> **Required action**:
Here the whole listing must be retyped exactly, with no line omitted.

> **Supplied material**:
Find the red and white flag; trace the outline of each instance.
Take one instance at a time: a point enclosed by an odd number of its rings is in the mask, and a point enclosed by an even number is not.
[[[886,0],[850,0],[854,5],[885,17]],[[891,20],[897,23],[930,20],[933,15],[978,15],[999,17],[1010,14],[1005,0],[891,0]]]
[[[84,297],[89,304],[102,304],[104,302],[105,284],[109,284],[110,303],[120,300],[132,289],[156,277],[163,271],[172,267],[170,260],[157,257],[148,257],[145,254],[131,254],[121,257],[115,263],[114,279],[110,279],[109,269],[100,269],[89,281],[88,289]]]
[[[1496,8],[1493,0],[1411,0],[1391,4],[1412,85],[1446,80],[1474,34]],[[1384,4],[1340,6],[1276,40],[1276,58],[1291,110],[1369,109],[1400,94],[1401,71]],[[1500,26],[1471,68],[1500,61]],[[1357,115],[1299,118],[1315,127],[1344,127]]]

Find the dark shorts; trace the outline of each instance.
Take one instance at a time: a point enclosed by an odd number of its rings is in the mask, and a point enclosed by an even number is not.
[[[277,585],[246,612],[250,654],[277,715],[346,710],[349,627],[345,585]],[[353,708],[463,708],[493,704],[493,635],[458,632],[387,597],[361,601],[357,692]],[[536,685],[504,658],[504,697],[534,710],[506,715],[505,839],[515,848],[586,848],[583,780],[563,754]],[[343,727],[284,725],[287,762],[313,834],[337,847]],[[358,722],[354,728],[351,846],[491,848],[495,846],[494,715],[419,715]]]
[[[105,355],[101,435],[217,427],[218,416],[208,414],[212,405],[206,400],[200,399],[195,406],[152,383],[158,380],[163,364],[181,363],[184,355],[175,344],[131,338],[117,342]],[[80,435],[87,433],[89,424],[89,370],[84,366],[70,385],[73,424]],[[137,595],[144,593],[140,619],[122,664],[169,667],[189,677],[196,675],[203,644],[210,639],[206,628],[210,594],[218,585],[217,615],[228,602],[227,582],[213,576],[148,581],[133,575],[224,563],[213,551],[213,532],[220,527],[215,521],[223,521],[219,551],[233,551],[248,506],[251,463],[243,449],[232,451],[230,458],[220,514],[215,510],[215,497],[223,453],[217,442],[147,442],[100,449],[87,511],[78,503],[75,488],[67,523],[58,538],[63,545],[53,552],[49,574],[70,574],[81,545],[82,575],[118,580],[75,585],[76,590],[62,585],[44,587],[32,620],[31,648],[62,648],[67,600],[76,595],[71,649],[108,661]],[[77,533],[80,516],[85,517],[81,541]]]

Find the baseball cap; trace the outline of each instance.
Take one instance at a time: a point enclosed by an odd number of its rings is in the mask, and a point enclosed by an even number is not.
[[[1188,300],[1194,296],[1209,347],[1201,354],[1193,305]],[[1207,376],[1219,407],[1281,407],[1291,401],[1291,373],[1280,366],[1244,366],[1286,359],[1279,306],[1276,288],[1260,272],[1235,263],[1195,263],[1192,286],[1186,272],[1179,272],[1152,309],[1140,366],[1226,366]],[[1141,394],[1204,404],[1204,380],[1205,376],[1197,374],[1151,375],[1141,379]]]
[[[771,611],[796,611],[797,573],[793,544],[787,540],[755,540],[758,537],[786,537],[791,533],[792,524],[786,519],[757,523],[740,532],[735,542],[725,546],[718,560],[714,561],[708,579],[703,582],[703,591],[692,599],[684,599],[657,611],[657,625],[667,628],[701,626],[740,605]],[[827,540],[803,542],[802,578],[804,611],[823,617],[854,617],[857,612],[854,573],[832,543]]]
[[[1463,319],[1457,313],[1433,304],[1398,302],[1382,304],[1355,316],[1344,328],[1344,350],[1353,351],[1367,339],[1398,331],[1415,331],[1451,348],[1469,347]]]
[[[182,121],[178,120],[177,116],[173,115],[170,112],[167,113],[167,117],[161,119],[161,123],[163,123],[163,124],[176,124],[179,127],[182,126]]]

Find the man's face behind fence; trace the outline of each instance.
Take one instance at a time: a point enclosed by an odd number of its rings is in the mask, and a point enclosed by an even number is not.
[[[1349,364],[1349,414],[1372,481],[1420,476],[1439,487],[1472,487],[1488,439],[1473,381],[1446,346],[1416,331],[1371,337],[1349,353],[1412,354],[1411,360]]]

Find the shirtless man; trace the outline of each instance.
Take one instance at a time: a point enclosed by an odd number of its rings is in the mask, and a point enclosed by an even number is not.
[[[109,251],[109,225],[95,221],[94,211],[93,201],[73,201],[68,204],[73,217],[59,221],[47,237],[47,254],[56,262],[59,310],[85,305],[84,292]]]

> **Finished exercise**:
Find the red and white flag; trace the outline of each instance.
Take one instance at a time: a point enclosed by an odd number of its rings is in the mask, and a point enclosed by an even number is not.
[[[886,0],[850,0],[854,5],[885,17]],[[891,20],[897,23],[930,20],[933,15],[978,15],[999,17],[1010,14],[1005,0],[891,0]]]
[[[84,297],[89,304],[102,304],[104,302],[105,284],[109,284],[110,303],[120,300],[132,289],[156,277],[163,271],[172,267],[170,260],[157,257],[148,257],[145,254],[131,254],[121,257],[115,263],[114,279],[110,279],[109,269],[100,269],[89,281],[88,289]]]
[[[1496,8],[1493,0],[1411,0],[1391,4],[1412,85],[1446,80],[1474,34]],[[1384,4],[1340,6],[1276,40],[1276,58],[1291,110],[1369,109],[1400,94],[1401,71]],[[1500,26],[1471,68],[1500,61]],[[1357,115],[1299,118],[1315,127],[1344,127]]]

Find the dark shorts; trace the outline of each instance.
Take one instance at a time: a point enclosed by an odd number of its rings is in the mask, and a point enclosed by an even number is not.
[[[277,585],[246,612],[250,654],[277,715],[346,710],[349,627],[345,585]],[[353,708],[463,708],[493,704],[493,635],[458,632],[387,597],[361,601],[357,692]],[[536,685],[504,658],[504,697],[534,710],[506,715],[505,839],[515,848],[586,848],[583,780],[563,754]],[[343,727],[284,725],[287,762],[313,834],[337,847]],[[358,722],[354,728],[351,846],[491,848],[495,846],[494,715],[419,715]]]
[[[105,355],[101,435],[217,427],[218,416],[208,414],[212,405],[206,400],[200,399],[195,406],[152,383],[158,380],[163,364],[181,363],[184,355],[175,344],[131,338],[117,342]],[[80,435],[87,433],[89,424],[89,370],[84,366],[70,385],[73,424]],[[137,595],[144,593],[140,619],[122,664],[169,667],[189,677],[196,675],[203,644],[210,639],[206,628],[210,594],[218,585],[217,615],[228,602],[227,582],[213,576],[148,581],[133,575],[224,563],[213,551],[213,532],[220,527],[215,521],[223,521],[219,551],[233,551],[248,506],[251,463],[243,449],[232,451],[230,458],[220,514],[215,510],[215,497],[223,453],[217,442],[147,442],[100,449],[87,511],[78,503],[75,488],[67,523],[58,538],[63,545],[53,552],[49,574],[70,574],[81,545],[82,575],[118,580],[75,585],[76,590],[62,585],[44,587],[32,620],[31,648],[62,648],[67,600],[76,595],[71,649],[108,661]],[[77,533],[80,516],[85,517],[81,541]]]

Find the baseball cap; trace the outline of each instance.
Take one instance at a time: a point enclosed by an odd number of its rings is in the mask, and a point enclosed by an even number is not.
[[[1188,300],[1194,296],[1209,347],[1201,354],[1193,305]],[[1207,376],[1219,407],[1281,407],[1291,401],[1291,373],[1280,366],[1244,366],[1286,359],[1279,306],[1276,288],[1260,272],[1235,263],[1195,263],[1192,286],[1186,272],[1179,272],[1152,309],[1140,366],[1226,366]],[[1141,394],[1204,404],[1204,380],[1205,376],[1197,374],[1151,375],[1141,379]]]
[[[771,611],[796,611],[797,573],[793,544],[787,540],[755,540],[758,537],[786,537],[791,533],[792,524],[786,519],[757,523],[740,532],[735,542],[725,546],[718,560],[714,561],[708,579],[703,582],[703,591],[692,599],[684,599],[657,611],[657,625],[667,628],[701,626],[740,605]],[[827,540],[803,542],[802,578],[804,611],[823,617],[854,617],[857,612],[854,573],[832,543]]]
[[[1463,319],[1457,313],[1433,304],[1398,302],[1382,304],[1355,316],[1344,328],[1344,350],[1353,351],[1367,339],[1398,331],[1415,331],[1451,348],[1469,347]]]
[[[182,121],[178,120],[177,116],[173,115],[170,112],[167,113],[167,117],[161,119],[161,123],[163,123],[163,124],[176,124],[179,127],[182,126]]]

Find the man's face behind fence; trace the outline of each instance.
Take one instance at a time: a point enclosed by an odd number of its rings is in the mask, and a point enclosed by an even number is not.
[[[1349,364],[1349,414],[1372,481],[1420,476],[1439,487],[1472,487],[1488,439],[1473,381],[1446,346],[1416,331],[1371,337],[1349,353],[1412,354],[1411,360]]]

Find the shirtless man; trace the outline of each instance.
Take one instance at a time: a point enclosed by an odd number of its rings is in the mask, and a point enclosed by an even number is not.
[[[109,251],[109,225],[95,221],[94,211],[93,201],[73,201],[68,204],[73,217],[59,221],[47,237],[47,254],[56,262],[59,310],[85,305],[84,292]]]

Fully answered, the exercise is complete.